**Written request:**
Every line from the line containing "Target: wooden shield trophy" through the final line of the data is to be printed exactly; no other line is to appear.

**Object pointing dataset rows:**
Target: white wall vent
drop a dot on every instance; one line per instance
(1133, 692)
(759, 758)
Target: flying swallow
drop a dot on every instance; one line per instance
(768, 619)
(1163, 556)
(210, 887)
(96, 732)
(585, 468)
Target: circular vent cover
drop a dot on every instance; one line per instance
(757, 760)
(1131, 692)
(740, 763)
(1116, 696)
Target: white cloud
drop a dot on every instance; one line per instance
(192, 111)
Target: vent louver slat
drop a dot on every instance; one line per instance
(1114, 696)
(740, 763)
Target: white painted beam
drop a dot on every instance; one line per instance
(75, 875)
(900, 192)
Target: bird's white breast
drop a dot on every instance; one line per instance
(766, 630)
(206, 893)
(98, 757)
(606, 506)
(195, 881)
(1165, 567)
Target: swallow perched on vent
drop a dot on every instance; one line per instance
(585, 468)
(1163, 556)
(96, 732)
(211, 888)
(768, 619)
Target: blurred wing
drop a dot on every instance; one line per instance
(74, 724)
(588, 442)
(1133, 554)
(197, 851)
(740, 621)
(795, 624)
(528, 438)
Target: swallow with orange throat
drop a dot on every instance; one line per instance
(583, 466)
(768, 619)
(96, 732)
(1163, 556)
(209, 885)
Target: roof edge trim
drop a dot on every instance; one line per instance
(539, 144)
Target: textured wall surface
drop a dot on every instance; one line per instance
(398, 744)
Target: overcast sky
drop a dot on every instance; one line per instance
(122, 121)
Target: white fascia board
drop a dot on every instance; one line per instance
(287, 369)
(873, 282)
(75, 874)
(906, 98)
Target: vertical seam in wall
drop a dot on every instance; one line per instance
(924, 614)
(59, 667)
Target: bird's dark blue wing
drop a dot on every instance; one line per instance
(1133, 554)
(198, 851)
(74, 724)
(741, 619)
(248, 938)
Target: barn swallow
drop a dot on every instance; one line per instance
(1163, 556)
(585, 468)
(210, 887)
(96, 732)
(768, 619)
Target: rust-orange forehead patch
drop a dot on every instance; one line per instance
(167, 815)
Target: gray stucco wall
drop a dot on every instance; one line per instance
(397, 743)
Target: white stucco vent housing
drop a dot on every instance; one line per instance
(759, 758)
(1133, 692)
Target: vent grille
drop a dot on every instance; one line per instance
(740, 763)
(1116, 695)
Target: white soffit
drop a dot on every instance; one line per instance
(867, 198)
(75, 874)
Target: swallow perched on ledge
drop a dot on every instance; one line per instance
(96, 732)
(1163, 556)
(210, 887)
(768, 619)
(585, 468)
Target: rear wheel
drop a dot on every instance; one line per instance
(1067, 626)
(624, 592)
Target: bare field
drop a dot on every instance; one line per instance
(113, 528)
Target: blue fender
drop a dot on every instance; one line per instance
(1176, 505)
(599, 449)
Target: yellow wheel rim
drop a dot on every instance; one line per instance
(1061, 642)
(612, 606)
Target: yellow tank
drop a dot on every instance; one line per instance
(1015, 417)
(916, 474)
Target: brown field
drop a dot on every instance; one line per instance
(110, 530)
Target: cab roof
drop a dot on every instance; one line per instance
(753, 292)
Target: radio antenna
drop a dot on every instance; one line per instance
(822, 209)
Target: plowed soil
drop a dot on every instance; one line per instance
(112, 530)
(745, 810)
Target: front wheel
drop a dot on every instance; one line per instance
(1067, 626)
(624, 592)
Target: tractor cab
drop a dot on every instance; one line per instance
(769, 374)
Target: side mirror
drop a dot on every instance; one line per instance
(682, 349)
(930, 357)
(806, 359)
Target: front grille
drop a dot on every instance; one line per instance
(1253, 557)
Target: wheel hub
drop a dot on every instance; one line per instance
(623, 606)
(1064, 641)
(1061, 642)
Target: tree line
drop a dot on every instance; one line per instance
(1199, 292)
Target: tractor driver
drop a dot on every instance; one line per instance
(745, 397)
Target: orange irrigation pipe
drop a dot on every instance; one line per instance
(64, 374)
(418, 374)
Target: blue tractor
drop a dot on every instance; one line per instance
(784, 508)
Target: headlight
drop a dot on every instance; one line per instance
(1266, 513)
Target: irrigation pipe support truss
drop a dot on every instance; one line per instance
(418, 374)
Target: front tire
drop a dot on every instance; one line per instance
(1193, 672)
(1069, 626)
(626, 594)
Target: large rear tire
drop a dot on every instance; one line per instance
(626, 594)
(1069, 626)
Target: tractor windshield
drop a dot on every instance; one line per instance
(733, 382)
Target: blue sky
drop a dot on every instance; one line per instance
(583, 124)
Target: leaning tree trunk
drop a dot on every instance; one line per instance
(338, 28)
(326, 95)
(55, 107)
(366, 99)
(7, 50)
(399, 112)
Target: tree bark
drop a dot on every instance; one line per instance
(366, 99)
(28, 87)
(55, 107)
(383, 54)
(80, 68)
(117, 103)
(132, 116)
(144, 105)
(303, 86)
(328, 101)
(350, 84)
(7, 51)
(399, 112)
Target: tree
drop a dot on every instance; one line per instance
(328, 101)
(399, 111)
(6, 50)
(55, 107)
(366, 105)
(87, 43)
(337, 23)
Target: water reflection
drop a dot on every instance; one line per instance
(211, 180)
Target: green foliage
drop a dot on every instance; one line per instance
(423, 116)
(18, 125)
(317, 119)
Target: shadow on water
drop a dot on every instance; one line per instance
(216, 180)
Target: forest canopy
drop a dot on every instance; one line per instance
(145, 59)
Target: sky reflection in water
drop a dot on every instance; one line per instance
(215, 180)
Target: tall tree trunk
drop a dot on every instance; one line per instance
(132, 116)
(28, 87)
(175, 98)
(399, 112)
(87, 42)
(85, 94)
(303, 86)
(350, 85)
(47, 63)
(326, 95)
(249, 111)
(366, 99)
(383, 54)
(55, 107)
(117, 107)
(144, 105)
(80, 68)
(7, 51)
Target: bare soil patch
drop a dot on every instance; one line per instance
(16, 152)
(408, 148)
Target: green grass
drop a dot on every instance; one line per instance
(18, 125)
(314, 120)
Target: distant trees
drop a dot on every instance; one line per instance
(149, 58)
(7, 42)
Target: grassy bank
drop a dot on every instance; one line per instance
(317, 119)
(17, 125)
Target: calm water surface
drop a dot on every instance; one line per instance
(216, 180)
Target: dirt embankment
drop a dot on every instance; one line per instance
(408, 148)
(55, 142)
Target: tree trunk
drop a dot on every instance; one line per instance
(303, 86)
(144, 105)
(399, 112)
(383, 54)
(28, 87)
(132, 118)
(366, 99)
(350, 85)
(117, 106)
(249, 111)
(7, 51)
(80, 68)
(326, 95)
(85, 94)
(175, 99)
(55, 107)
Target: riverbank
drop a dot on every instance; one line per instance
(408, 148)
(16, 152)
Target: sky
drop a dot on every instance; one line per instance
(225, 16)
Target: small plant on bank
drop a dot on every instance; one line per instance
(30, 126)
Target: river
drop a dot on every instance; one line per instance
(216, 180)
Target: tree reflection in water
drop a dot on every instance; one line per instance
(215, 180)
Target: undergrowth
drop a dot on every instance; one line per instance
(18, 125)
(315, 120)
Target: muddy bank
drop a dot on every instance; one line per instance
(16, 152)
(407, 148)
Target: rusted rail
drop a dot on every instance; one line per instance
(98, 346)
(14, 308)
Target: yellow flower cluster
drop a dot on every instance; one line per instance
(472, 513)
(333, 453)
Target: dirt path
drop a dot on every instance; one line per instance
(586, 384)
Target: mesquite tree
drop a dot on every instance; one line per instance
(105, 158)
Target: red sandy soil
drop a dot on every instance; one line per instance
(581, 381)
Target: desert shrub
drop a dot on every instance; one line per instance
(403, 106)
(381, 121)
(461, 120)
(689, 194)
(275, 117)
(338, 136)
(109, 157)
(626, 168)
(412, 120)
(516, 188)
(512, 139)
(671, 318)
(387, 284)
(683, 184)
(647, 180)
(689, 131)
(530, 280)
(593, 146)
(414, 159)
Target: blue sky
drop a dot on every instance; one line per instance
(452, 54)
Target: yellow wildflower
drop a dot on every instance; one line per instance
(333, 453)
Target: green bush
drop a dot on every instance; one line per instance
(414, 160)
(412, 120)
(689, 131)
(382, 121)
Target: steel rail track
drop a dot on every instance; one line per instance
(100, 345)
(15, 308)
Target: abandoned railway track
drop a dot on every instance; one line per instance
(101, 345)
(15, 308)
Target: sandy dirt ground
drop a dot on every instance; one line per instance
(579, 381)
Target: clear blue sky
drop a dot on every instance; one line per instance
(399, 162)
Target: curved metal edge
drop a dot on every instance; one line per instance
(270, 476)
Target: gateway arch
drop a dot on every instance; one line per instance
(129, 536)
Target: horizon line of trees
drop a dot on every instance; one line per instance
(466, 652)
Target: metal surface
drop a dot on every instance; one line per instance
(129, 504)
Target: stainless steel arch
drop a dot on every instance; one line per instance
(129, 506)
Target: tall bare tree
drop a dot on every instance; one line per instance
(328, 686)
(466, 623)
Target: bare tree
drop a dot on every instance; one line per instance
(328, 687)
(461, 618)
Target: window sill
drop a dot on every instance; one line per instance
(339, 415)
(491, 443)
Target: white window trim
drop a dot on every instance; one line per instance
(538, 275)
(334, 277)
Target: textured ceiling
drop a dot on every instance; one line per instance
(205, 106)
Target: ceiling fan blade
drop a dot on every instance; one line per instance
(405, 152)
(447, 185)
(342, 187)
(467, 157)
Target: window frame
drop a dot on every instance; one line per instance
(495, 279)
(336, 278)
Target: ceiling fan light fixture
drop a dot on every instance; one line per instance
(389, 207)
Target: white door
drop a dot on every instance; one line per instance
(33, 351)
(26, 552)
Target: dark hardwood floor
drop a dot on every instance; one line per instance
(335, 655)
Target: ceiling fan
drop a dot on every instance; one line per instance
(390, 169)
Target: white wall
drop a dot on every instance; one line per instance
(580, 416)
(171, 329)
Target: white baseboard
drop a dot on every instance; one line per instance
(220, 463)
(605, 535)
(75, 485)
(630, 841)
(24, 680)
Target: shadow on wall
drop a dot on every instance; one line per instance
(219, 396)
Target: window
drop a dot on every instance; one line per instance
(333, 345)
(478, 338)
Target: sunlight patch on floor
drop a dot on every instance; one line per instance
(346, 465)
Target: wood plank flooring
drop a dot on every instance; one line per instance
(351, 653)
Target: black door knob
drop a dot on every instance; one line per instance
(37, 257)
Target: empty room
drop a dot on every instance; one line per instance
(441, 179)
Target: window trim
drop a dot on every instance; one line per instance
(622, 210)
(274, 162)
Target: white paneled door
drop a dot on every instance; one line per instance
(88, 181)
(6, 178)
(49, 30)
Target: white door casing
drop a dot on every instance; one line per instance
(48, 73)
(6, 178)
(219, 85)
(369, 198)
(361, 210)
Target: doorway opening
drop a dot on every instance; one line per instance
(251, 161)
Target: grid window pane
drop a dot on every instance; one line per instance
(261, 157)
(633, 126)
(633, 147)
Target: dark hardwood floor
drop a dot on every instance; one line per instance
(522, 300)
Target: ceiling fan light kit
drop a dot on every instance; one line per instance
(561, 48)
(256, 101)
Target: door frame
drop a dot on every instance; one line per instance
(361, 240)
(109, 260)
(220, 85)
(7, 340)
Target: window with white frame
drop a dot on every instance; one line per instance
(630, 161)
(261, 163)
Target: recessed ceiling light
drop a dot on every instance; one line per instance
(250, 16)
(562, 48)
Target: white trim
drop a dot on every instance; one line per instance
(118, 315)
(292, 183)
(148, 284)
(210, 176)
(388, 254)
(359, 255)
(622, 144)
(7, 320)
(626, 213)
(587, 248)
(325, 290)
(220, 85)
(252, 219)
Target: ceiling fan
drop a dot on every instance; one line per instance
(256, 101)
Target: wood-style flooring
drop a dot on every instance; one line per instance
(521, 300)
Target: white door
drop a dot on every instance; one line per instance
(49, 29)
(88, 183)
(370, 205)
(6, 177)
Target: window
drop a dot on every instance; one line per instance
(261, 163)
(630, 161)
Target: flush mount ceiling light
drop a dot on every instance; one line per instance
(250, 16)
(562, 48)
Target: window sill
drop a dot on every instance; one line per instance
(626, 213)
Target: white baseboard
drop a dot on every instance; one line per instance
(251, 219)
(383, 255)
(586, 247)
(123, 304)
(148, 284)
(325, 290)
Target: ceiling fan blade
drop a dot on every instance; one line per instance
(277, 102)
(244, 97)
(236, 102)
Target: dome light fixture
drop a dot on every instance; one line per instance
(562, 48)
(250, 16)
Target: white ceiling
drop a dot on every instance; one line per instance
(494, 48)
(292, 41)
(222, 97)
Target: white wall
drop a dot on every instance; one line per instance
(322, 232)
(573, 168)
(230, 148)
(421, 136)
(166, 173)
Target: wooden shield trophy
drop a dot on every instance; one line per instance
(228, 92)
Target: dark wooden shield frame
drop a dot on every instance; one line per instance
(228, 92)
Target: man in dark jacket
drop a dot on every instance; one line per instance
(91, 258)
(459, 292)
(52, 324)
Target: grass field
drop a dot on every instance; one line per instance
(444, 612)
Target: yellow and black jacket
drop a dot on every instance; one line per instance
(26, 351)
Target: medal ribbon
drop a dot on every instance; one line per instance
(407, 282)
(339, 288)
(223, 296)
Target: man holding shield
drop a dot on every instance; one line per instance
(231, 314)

**Solution to this problem:**
Target: wooden shield trophy
drop a dot on every instance; one line per instance
(228, 92)
Target: dark wooden shield frame
drop a dot on every instance; one line per instance
(228, 92)
Target: man in dark jacket
drop a dot on every instance; one line per instance
(91, 258)
(459, 292)
(52, 324)
Target: grass field
drop a dot on every instance; one line per instance
(444, 612)
Target: yellow and black jacket
drop a dot on every instance; one line per instance
(26, 351)
Target: medal ribbon
drop a dot on every instance; one line per instance
(407, 282)
(339, 288)
(223, 296)
Target: man holding shield
drop a dot on every instance; one line per instance
(231, 314)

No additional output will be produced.